Highly successful retail managers (HSRM) are passionate about delivering exemplary customer service; they treat customers with the respect they deserve – role modeling on the sales floor so associates can see and hear exactly what exemplary customer service looks and sounds like.

The HSRM knows that every customer, in every situation, must be treated with the utmost courtesy and respect and, if he does not role model that behavior at all times, there is very little hope of associates delivering consistently.

Role modeling correct and proper behavior ensures that you are seen as the authority on how the customer is to be treated.

It also earns you respect as employees see how easily you deal with customers in every situation.

They see how you change your greeting and overall approach to different customers.

For example, you would likely treat teenagers looking at headphones differently than you would treat a mature married couple who are upgrading their entertainment system – not in any way better or worse, just differently.

Approaches are not generic and need to be tailored, just like the rest of the sales process.

Role modeling is an excellent way to teach and HSRM’s take every opportunity to do so.

HSRM’s know their customer and they insist that their team members learn as much as they can about them also.

By talking to customers, and through various types of analysis, the HSRM becomes an expert on his customers likes and dislikes; their shopping habits; what they will, and will not, accept in terms of merchandise and various other things.

For example, an HSRM would be able to speak intelligently about how the customer will react to a proposed visual display or a promotion.

They know their customer and their subordinates understand that maximum performance depends on knowing the customer also.

The HSRM teaches by showing – by role modeling as mentioned above.

This aspect of the job cannot be underestimated because it speaks volumes about you and your expectations.

Associates must sincerely believe in the importance of the customer.

There is no better way to instill this belief, than by having the manager demonstrate how important the customers are to him/her.

The HSRM knows what the organizations’ service strategy is, knows how to deliver it, never fails to deliver it and expects the same from everyone in the company.

Before any associate steps on to the sales floor, s/he must have been made aware of the customer service offering of the company and how the company expects it to be delivered.

For example, if the business model of a particular company is one of self service then associates may not be expected to actively engage customers in sales conversations.

However, to ensure that the business is still focused on revenue generation through excellence in customer service, they would still want to see customers treated in a particular way; perhaps they would expect an approach and an offer of assistance.

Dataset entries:
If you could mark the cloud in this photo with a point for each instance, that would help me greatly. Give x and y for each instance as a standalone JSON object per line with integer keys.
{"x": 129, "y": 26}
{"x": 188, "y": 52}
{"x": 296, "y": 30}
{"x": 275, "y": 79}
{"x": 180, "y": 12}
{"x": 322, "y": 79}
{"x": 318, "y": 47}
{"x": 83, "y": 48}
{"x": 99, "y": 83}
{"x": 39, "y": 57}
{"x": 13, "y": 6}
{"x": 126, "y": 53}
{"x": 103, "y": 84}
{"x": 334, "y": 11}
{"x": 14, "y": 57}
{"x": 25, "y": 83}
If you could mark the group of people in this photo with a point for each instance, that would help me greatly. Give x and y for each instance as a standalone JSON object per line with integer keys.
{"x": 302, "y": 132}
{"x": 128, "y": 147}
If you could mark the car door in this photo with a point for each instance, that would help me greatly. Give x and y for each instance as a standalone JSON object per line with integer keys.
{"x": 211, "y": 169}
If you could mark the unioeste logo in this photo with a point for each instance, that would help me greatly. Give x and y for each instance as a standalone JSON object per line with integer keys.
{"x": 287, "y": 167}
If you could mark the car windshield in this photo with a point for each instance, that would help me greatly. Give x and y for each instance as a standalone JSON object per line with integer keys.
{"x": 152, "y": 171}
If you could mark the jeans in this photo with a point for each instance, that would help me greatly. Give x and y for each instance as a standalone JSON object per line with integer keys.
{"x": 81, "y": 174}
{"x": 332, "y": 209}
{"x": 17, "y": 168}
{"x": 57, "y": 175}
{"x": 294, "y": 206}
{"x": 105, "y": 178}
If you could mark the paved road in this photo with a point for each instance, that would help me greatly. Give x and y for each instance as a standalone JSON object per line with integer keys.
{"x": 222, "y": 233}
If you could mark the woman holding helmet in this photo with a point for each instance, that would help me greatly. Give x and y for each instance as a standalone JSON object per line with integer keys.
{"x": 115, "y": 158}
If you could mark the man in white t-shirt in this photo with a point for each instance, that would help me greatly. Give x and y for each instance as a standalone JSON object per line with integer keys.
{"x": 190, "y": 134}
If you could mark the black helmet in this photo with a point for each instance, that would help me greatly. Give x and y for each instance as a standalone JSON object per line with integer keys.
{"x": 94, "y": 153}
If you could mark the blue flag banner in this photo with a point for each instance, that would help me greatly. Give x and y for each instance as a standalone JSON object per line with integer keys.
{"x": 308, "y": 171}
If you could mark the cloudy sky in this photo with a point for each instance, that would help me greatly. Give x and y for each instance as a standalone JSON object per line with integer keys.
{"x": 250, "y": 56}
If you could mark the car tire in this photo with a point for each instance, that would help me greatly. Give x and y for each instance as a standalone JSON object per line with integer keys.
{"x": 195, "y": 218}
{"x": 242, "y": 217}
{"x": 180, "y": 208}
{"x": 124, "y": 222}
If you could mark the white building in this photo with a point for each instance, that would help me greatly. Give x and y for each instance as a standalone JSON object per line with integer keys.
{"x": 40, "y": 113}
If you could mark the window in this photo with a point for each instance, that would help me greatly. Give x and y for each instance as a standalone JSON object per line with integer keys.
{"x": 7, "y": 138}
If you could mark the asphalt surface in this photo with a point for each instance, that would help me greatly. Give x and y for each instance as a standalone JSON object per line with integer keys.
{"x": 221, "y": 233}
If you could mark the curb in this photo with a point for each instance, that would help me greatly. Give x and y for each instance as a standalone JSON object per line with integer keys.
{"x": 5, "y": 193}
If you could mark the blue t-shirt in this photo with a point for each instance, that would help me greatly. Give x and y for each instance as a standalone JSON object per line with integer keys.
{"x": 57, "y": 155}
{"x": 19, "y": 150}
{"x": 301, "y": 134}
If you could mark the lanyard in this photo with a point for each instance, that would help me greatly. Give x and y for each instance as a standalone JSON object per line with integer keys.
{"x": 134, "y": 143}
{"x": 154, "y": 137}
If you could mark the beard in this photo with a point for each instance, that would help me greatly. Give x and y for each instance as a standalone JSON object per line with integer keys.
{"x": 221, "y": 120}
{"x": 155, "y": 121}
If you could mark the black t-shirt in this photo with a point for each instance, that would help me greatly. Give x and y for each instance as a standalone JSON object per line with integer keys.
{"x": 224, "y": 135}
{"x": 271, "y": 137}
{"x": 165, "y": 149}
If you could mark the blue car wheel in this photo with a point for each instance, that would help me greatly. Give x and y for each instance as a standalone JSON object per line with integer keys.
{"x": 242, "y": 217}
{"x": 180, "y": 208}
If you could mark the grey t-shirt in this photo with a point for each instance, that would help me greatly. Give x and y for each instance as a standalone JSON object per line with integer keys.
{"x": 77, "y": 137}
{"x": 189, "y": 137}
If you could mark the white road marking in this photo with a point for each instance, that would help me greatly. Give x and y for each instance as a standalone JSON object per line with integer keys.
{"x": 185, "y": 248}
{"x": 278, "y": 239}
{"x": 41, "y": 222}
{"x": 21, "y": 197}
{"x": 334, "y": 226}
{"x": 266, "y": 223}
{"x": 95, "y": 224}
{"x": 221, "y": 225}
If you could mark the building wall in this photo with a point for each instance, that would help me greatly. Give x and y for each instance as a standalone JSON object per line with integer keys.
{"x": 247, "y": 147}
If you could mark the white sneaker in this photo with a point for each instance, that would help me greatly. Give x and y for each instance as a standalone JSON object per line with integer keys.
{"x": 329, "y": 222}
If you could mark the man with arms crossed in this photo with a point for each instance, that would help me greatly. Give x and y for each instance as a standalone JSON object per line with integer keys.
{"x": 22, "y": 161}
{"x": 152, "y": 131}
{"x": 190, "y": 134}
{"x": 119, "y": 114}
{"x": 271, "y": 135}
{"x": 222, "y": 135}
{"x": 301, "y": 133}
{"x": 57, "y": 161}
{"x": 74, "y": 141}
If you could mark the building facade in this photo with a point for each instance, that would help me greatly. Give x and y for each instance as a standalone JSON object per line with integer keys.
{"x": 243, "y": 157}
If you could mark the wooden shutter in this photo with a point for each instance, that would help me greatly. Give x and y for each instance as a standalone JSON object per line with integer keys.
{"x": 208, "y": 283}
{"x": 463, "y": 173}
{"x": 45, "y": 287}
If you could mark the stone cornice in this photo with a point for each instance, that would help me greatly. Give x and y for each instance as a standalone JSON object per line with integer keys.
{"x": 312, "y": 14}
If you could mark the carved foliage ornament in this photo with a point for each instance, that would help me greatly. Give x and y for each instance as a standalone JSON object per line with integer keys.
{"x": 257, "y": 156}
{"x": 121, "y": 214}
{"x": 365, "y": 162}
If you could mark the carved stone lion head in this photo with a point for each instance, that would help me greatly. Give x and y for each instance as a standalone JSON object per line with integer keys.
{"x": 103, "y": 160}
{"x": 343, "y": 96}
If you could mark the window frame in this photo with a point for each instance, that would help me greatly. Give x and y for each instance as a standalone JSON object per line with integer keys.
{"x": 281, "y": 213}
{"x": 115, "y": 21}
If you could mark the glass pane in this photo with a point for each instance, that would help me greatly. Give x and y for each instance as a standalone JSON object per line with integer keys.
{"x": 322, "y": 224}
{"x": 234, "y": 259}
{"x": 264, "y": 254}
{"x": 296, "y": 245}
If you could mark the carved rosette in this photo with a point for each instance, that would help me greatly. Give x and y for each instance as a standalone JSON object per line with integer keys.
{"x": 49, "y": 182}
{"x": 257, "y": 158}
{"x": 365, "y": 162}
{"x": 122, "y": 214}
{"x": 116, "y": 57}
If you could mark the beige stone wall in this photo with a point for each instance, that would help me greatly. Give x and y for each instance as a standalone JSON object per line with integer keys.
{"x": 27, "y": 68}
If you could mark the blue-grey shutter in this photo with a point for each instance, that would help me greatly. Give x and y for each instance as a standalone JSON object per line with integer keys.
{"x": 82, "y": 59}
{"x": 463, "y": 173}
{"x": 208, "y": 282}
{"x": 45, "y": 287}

Your tasks:
1. Sum up the passage on highly successful retail managers in two sentences.
2. Restate word for word the part of the passage on highly successful retail managers that opens with the words containing "They know their" and closes with "are to him/her.".

Your written answers:
1. Highly successful retail managers role model exemplary customer service on the sales floor, which shows associates how customers should be treated and earns the managers respect and authority. They also learn their customers' likes, dislikes and shopping habits, know the company's service strategy, and expect everyone in the company to deliver it.

2.
They know their customer and their subordinates understand that maximum performance depends on knowing the customer also.

The HSRM teaches by showing – by role modeling as mentioned above.

This aspect of the job cannot be underestimated because it speaks volumes about you and your expectations.

Associates must sincerely believe in the importance of the customer.

There is no better way to instill this belief, than by having the manager demonstrate how important the customers are to him/her.